Studio album by Violent Femmes
- Released: April 13, 1983
- Recorded: July 1982
- Studios: Castle Recording Studios, Lake Geneva, Wisconsin
- Genres: Folk punk; post-punk; alternative rock;
- Length: 36:15
- Label: Slash
- Producer: Mark Van Hecke

Violent Femmes chronology
|  | Violent Femmes (1983) | Hallowed Ground (1984) |

Singles from Violent Femmes
- "Gone Daddy Gone" Released: 1983;

= Violent Femmes (album) =

1983 studio album by Violent Femmes

Violent Femmes is the debut album by American folk punk band Violent Femmes. Mostly recorded in July 1982, the album was released by Slash Records on vinyl and on cassette in April 1983, and on CD in 1987, with two extra tracks, "Ugly" and "Gimme the Car".

In 2002, Rhino Records remastered the album, filled out the disc's length with demos and added another disc of live tracks and a radio interview for a 20th anniversary special edition, with liner notes by Michael Azerrad.

Violent Femmes is the band's most successful album to date. The Recording Industry Association of America (RIAA) certified the album gold four years after its release and platinum four years after that, despite it never having appeared on the Billboard 200 albums chart. After achieving platinum certification on February 1, 1991, the album finally charted on the Billboard 200 for the first time on August 3, 1991, and peaked at number 171. Since Nielsen Music began electronically tracking sales in 1991, the album has sold 1.8 million copies. Blending RIAA certifications and Nielsen Music sales data, the record's American sales were estimated at three million as of 2016.

==Background==
Most of the songs on Violent Femmes and its follow-up were written when songwriter Gordon Gano was an 18-year-old high-school student in Milwaukee, Wisconsin.

The album was recorded at Castle Recording Studios in Lake Geneva, Wisconsin in July 1982. It was self-funded before they had signed with their record label, Slash. Gano said, "It was a strange situation because we hadn't met anyone from Slash or been to Los Angeles when we signed with them. The good thing was because we recorded the album first, it was exactly the way we wanted. There was no executive influence."

__TASKS TO COMPLETE__.
1 > In the text on the Violent Femmes album, on what date did the album achieve platinum certification?
2 > Please list every genre that the text on the Violent Femmes album gives for the album.
3 > Rename "demos" as "early recordings" in the text on the Violent Femmes album, and write out the passage starting at "In 2002, Rhino" and ending at "by Michael Azerrad.".
The records are separate material, distinct from the text on the Violent Femmes album.

__GIVEN DATA__.
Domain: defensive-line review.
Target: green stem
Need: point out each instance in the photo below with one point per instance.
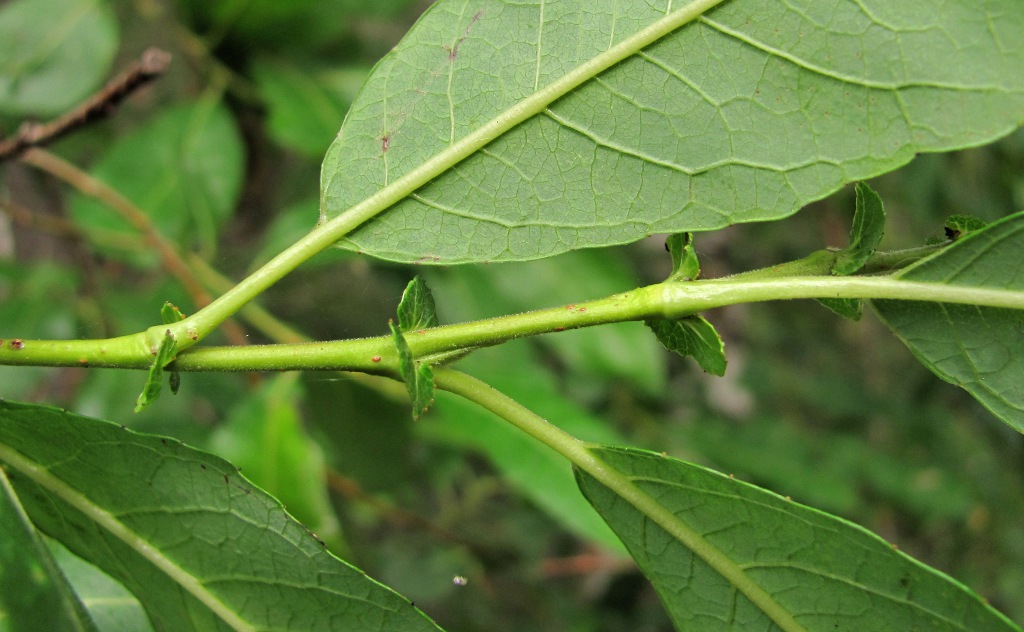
(669, 300)
(579, 453)
(205, 321)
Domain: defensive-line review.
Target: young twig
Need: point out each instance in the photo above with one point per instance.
(101, 104)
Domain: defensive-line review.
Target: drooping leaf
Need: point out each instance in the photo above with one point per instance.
(418, 376)
(416, 309)
(692, 337)
(597, 357)
(515, 142)
(532, 469)
(183, 169)
(980, 349)
(109, 603)
(34, 594)
(54, 53)
(685, 265)
(263, 435)
(868, 226)
(183, 531)
(726, 555)
(155, 379)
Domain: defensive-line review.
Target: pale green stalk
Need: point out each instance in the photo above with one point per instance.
(205, 321)
(670, 300)
(579, 454)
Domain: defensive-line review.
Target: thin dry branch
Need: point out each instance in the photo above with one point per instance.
(101, 104)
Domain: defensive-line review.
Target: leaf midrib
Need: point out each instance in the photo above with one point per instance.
(505, 121)
(108, 521)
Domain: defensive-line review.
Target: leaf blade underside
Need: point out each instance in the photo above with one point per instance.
(978, 348)
(773, 563)
(745, 115)
(198, 544)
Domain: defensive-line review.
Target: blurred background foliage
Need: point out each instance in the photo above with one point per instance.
(222, 156)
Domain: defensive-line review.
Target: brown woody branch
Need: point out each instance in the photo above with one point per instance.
(101, 104)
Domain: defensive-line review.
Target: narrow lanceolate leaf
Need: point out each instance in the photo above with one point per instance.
(34, 594)
(419, 377)
(155, 378)
(868, 227)
(978, 348)
(694, 337)
(172, 523)
(501, 130)
(726, 555)
(416, 310)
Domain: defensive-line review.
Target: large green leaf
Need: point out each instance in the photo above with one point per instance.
(505, 130)
(265, 437)
(726, 555)
(978, 348)
(54, 52)
(198, 544)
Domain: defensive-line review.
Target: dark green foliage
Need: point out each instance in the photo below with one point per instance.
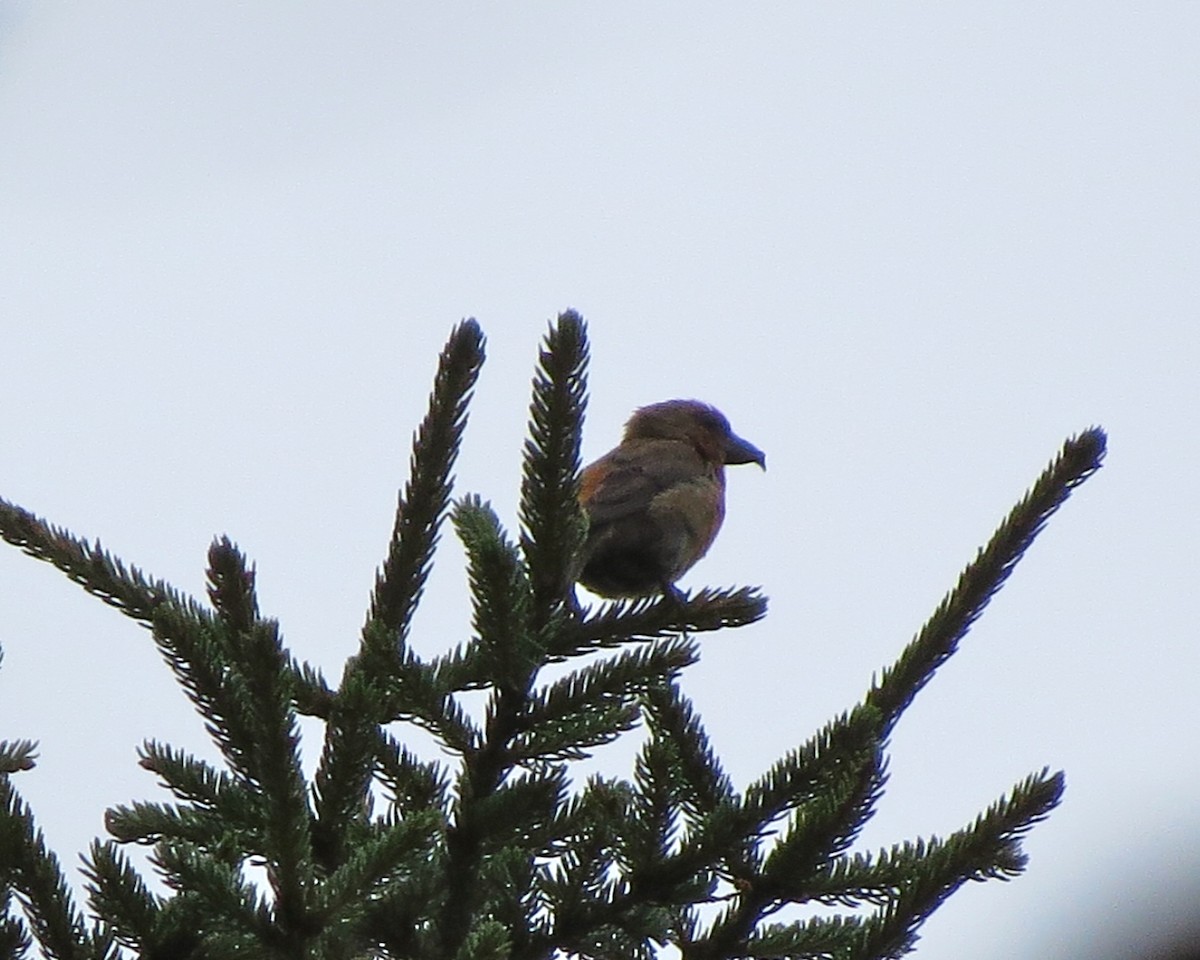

__RESULTS OF THE TASKS__.
1 > February 1, 1991

2 > Folk punk, post-punk, alternative rock

3 >
In 2002, Rhino Records remastered the album, filled out the disc's length with early recordings and added another disc of live tracks and a radio interview for a 20th anniversary special edition, with liner notes by Michael Azerrad.